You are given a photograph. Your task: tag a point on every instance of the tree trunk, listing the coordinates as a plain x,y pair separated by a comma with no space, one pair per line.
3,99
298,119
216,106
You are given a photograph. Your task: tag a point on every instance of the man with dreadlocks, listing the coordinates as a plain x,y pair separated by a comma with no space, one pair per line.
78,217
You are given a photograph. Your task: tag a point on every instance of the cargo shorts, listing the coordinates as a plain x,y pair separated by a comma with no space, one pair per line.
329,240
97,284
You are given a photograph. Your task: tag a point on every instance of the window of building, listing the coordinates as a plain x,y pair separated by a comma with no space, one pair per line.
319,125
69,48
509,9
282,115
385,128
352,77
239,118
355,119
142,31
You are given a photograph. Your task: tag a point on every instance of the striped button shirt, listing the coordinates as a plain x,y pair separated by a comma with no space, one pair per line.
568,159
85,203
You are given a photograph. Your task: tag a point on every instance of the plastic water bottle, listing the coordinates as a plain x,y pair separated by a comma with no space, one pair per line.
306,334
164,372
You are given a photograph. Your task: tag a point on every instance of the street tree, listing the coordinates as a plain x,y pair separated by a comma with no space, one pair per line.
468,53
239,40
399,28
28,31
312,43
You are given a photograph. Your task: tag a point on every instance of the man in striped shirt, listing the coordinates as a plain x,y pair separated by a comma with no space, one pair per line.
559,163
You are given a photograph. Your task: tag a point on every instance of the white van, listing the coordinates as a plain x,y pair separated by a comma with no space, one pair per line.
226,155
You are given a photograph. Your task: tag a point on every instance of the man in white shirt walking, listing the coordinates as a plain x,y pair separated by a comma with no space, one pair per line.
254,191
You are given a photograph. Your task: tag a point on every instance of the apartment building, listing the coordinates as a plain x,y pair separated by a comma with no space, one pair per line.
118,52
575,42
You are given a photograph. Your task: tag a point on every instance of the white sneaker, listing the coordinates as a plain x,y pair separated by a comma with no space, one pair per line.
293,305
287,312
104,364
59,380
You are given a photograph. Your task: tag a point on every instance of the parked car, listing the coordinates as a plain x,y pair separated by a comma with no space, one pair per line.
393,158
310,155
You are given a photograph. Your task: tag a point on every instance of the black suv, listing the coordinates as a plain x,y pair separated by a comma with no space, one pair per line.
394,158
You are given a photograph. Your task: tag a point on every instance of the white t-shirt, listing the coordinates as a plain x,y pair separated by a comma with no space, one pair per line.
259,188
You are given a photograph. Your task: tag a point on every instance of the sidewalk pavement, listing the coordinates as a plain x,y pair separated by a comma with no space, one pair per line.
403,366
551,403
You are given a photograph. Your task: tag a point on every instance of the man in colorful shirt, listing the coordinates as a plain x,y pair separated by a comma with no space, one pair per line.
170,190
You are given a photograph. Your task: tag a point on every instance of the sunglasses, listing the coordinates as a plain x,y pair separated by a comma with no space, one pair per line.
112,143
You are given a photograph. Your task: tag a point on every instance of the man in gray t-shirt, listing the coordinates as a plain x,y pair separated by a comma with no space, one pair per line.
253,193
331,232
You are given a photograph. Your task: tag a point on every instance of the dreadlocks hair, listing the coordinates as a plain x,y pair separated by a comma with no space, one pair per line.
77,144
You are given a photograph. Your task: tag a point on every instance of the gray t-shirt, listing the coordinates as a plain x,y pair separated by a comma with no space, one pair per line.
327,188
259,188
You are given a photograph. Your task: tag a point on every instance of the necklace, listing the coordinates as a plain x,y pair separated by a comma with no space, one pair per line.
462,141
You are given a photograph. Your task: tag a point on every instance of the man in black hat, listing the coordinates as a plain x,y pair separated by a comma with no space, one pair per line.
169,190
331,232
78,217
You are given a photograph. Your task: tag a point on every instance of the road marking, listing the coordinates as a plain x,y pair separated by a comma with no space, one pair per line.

-=-=-

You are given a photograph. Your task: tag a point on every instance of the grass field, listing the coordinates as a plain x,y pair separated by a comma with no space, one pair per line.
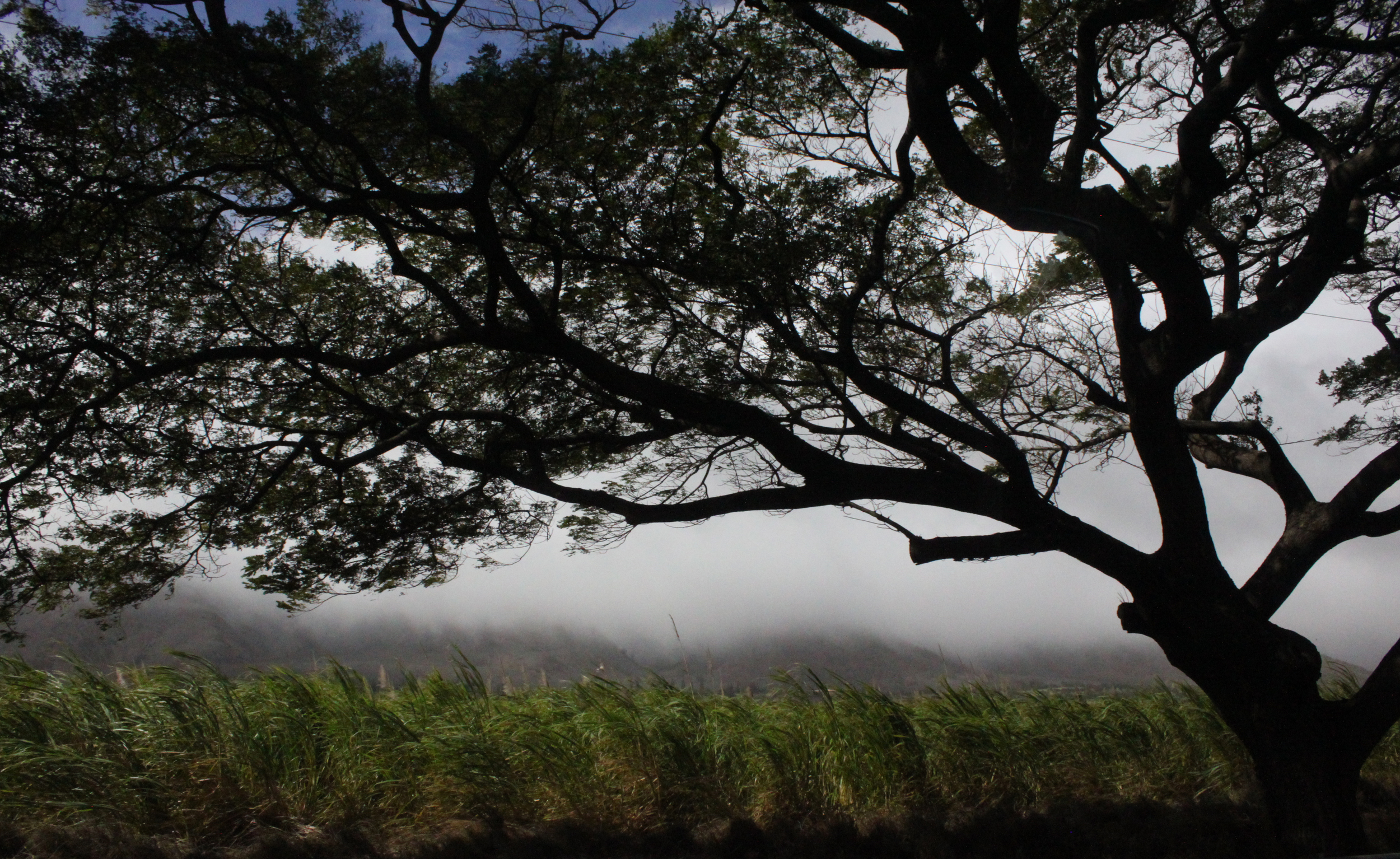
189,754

-=-=-

*TASK*
Could you set down, exactly as written, the lines above between the one holding "of the gray" and the one holding "of the road", inclusive, and nothing more?

*RESPONSE*
You are given a photograph. Your task: tag a point on every instance of the gray t-shirt, listing the coordinates as a plain x,y pair separated by a comma with no space, one pair per line.
327,188
259,188
You are given a photograph. Your task: tag a point on every instance of the necklace, listing the coordinates as a plain x,y pair separated by a comma with no space, one pair per line.
462,141
You are given a photograph. Your task: tag a point on every instance of the man in black hat, listing the coordinates as a plain x,y pair separated by a comma with no space, one pair per line.
169,190
331,232
78,217
You are given a photograph. Your task: tag a point on every instance of the road marking, listing the coordinates as a plain x,y pair separated by a comma with no space, one pair per line.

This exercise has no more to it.